**抜粋テキスト:**

高校生やNPO主催の流域圏での清掃活動でピリカを使ってもらっている中で、「一回(清掃活動を)やってみると、清掃イベントの場ではなくても、ごみが落ちていたら拾うというように清掃活動への意識が変わった。」という反応もありました。
また、2022年10月には同じくピリカ 自治体版を活用している富山県と同日開催での連携イベントを実施しました。これもSNSピリカという参加を促せるツールがあったから実現できたことだと思います。
行政が散乱ごみ問題に参画することには、どんな意義がありますか?
幅広い世代や、地域との清掃活動を実施できるというメリットがありますね。
清掃活動というと広くて自治会レベルでの取り組みになりがちなのですが、高齢化が進んでいるということで自治会やコミュニティとして行うことにも限界があります。そこで行政(岐阜県)が散乱ごみ問題に関わることで、高校や大学などへの若い世代への声かけができるようになり、幅広い世代の方に清掃活動をしてもらえるようになったことがSNSピリカなどのサービスで感じられました。
4. 今後は沿岸県と連携して海ごみ問題に取り組む
タカノメ/ピリカ 自治体版を用いて今後どのような取り組みを行いたいですか?
タカノメ自動車版に関しては賛同いただける自治体に声をかけながら、住民の皆様に散乱ごみを見える化したヒートマップを提供したいと考えています。

**目的 A:** 記録のうち、「Question. Point out every instance of the yellow」を含む行から記録の最後の行までを、「Query」を「Label」に置き換えて書き直してください。ほかの部分は変えないでください。

(位置ラベル付けデータの抜粋)
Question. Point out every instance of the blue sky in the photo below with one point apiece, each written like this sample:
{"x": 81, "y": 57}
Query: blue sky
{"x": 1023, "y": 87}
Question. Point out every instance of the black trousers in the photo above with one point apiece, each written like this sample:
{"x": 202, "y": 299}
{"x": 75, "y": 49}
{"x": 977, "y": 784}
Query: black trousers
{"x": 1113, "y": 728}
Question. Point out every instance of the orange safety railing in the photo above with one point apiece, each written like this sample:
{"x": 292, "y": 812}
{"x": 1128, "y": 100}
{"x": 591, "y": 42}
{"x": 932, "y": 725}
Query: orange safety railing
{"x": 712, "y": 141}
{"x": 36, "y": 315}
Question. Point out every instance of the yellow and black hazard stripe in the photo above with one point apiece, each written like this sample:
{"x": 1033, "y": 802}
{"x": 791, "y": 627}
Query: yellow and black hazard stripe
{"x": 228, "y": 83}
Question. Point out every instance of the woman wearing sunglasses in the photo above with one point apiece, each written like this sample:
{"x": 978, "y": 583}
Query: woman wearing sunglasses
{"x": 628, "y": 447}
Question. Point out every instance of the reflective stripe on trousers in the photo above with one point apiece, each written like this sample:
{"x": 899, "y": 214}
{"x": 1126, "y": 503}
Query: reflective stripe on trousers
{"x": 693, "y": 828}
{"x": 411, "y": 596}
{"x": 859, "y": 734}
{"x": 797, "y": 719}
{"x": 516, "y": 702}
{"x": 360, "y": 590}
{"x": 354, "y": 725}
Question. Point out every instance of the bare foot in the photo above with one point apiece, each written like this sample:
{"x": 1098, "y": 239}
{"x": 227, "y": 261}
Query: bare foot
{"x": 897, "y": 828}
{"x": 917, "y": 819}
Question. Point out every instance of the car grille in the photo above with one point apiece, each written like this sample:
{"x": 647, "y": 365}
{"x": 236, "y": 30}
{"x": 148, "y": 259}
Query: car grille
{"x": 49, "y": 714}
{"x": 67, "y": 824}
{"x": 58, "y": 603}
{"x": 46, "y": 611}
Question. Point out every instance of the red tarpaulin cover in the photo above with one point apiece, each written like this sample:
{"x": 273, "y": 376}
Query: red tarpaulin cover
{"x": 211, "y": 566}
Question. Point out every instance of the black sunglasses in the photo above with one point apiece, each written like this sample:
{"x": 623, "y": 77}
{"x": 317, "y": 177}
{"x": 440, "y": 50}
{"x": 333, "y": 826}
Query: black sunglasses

**目的 B:**
次の(i)〜(iii)がそれぞれ抜粋テキストの内容と合っているかを「はい」か「いいえ」で答え、判断の根拠となる抜粋テキストの語句をそのまま引用してください。
(i) 2022年10月に、富山県と同じ日に開催する連携イベントを行った。
(ii) 自治会やコミュニティによる清掃活動には、高齢化のため限界がある。
(iii) タカノメ自動車版のヒートマップは、自治体の職員だけに提供する予定である。

**解答全文 A:**
Question. Point out every instance of the yellow and black hazard stripe in the photo above with one point apiece, each written like this sample:
{"x": 1033, "y": 802}
{"x": 791, "y": 627}
Label: yellow and black hazard stripe
{"x": 228, "y": 83}
Question. Point out every instance of the woman wearing sunglasses in the photo above with one point apiece, each written like this sample:
{"x": 978, "y": 583}
Label: woman wearing sunglasses
{"x": 628, "y": 447}
Question. Point out every instance of the reflective stripe on trousers in the photo above with one point apiece, each written like this sample:
{"x": 899, "y": 214}
{"x": 1126, "y": 503}
Label: reflective stripe on trousers
{"x": 693, "y": 828}
{"x": 411, "y": 596}
{"x": 859, "y": 734}
{"x": 797, "y": 719}
{"x": 516, "y": 702}
{"x": 360, "y": 590}
{"x": 354, "y": 725}
Question. Point out every instance of the bare foot in the photo above with one point apiece, each written like this sample:
{"x": 1098, "y": 239}
{"x": 227, "y": 261}
Label: bare foot
{"x": 897, "y": 828}
{"x": 917, "y": 819}
Question. Point out every instance of the car grille in the photo above with one point apiece, each written like this sample:
{"x": 647, "y": 365}
{"x": 236, "y": 30}
{"x": 148, "y": 259}
Label: car grille
{"x": 49, "y": 714}
{"x": 67, "y": 824}
{"x": 58, "y": 603}
{"x": 46, "y": 611}
Question. Point out every instance of the red tarpaulin cover in the photo above with one point apiece, each written like this sample:
{"x": 273, "y": 376}
Label: red tarpaulin cover
{"x": 211, "y": 566}
Question. Point out every instance of the black sunglasses in the photo above with one point apiece, each written like this sample:
{"x": 623, "y": 77}
{"x": 317, "y": 177}
{"x": 440, "y": 50}
{"x": 333, "y": 826}
Label: black sunglasses

**解答全文 B:**
(i) はい。「2022年10月には同じくピリカ 自治体版を活用している富山県と同日開催での連携イベントを実施しました」
(ii) はい。「高齢化が進んでいるということで自治会やコミュニティとして行うことにも限界があります」
(iii) いいえ。「住民の皆様に散乱ごみを見える化したヒートマップを提供したいと考えています」